## ЧТО СДЕЛАТЬ
Пожалуйста, ответьте по тексту о бедности в России: какую долю субъективно бедных составляют граждане пенсионных и предпенсионных возрастов?

## ИСХОДНЫЙ ТЕКСТ
****************************************
К глубоко бедным по доходам были отнесены те, чьи среднедушевые доходы оказались ниже половины медианы среднедушевых доходов по стране в 2018 г., т. е. меньше 7500 руб. (это, по подсчетам автора, меньше четверти официально считающихся бедными в России). К глубоко бедным по самоощущению – те, кто относит себя к двум (из десяти) нижним позициям на вертикали «нищета – богатство» с одновременным восприятием своего материального положения как плохого. Доля объективно бедных россиян составляла 8%, субъективно бедных – 4%, зона пересечения двух этих множеств – всего 0,6% населения.

Чаще всего в тяжелейшую монетарную бедность скатываются сравнительно молодые люди – родители несовершеннолетних детей, особенно многодетные. С рождением детей подушевые доходы в домохозяйстве падают ниже прожиточного минимума, но это предсказуемый результат, такие бедные понимают, что их бедность ситуативная и недолговременная, а потому она, как правило, переживается ими сравнительно нетяжело. Субъективная же бедность наиболее характерна для людей старших возрастов: она на 57% представлена гражданами пенсионных и предпенсионных возрастов (их доля среди объективно бедных всего 18%). Минтруд неоднократно подчеркивал, что благодаря социальным доплатам до уровня прожиточного минимума в России формально не осталось пенсионеров, живущих за чертой бедности. С точки зрения государства, получается, что проблема бедности пенсионеров решена. Однако и они могут оказаться действительно бедными, если на их доход живут иждивенцы (40% объективно бедных семей имеют в составе неработающих трудоспособных родственников). Также среди субъективно бедных выделяется группа семей, в составе которых есть люди с вредными привычками – алкоголики и наркоманы, это и само по себе способствует тяжелому восприятию жизни, и дополнительно обременяет бюджет. Еще один фактор субъективной бедности – проблемы с работой, связанные как с низким уровнем образования или плохим здоровьем, так и с особенностями местных рынков труда, в частности, в райцентрах и на селе (там проживает 64% субъективно бедных). Тяжело воспринимать свое аутсайдерство и считать себя бедными, впрочем, могут и работающие: на их восприятие ситуации влияет то, что они часто не оформлены на работе официально и, соответственно, не соблюдаются их трудовые права (оплата отпуска, выплата зарплаты вовремя, оплачиваемый больничный и проч.). Эти люди чувствуют себя обездоленными и часто живут в состоянии постоянной тревоги, раздражения и даже агрессии.
****************************************
## СПИСОК ДАННЫХ
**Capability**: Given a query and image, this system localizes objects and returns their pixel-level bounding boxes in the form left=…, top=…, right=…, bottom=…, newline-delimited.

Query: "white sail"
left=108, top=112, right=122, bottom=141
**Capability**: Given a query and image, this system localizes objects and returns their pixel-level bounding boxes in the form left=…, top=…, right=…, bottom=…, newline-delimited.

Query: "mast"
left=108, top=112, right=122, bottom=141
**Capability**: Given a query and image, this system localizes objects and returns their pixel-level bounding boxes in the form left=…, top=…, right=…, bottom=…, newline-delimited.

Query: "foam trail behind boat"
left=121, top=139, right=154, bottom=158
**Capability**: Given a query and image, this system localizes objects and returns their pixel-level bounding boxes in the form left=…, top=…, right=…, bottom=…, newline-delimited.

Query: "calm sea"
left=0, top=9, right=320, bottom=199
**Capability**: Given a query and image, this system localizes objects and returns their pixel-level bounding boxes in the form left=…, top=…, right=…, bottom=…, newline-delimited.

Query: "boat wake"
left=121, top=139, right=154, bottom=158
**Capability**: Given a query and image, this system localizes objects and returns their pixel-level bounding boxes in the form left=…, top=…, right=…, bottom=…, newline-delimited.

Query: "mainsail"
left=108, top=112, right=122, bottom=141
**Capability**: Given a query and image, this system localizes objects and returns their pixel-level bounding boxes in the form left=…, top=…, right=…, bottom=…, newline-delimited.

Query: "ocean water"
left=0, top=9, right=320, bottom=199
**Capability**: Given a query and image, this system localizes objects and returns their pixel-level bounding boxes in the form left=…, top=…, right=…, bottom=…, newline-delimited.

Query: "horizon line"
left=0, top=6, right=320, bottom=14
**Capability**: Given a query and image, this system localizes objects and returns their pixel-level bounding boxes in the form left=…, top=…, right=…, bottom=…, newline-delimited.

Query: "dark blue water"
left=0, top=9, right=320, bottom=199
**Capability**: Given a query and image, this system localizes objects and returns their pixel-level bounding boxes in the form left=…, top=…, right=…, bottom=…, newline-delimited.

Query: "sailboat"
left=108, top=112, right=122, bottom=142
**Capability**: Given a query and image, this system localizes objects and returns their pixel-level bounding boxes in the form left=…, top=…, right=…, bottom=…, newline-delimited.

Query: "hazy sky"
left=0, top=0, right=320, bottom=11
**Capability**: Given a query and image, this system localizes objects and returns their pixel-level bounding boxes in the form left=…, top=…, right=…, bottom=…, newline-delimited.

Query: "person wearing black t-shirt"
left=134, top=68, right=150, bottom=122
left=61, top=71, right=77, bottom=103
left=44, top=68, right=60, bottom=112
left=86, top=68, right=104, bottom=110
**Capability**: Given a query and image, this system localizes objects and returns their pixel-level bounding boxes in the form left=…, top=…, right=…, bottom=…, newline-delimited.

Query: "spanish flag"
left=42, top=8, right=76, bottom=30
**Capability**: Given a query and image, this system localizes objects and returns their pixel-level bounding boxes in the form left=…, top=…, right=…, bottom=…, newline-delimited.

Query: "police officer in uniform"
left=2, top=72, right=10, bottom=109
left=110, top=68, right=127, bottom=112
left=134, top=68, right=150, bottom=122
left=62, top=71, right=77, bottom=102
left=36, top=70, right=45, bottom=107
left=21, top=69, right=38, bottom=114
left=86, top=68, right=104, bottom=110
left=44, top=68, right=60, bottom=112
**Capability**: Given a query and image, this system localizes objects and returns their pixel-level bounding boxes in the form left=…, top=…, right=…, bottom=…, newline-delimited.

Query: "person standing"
****************************************
## ВАШ ОТВЕТ
Граждане пенсионных и предпенсионных возрастов составляют 57% субъективно бедных.